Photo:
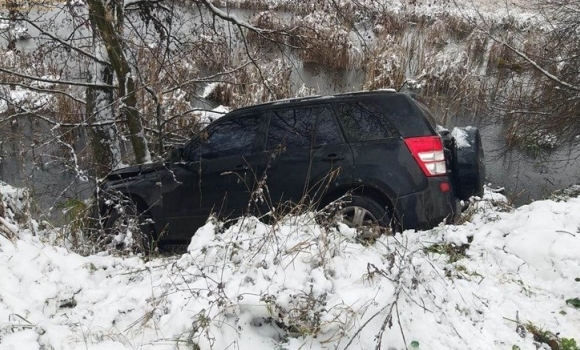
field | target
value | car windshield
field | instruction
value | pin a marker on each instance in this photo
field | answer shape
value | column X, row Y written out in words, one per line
column 432, row 120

Your instructions = All of the data above should be quoted exactly, except for the pictures.

Exercise solution =
Photo:
field | target
value | car windshield
field | instruction
value | pin a marker on each instance in this photo
field | answer shape
value | column X, row Y written out in words, one per line
column 432, row 120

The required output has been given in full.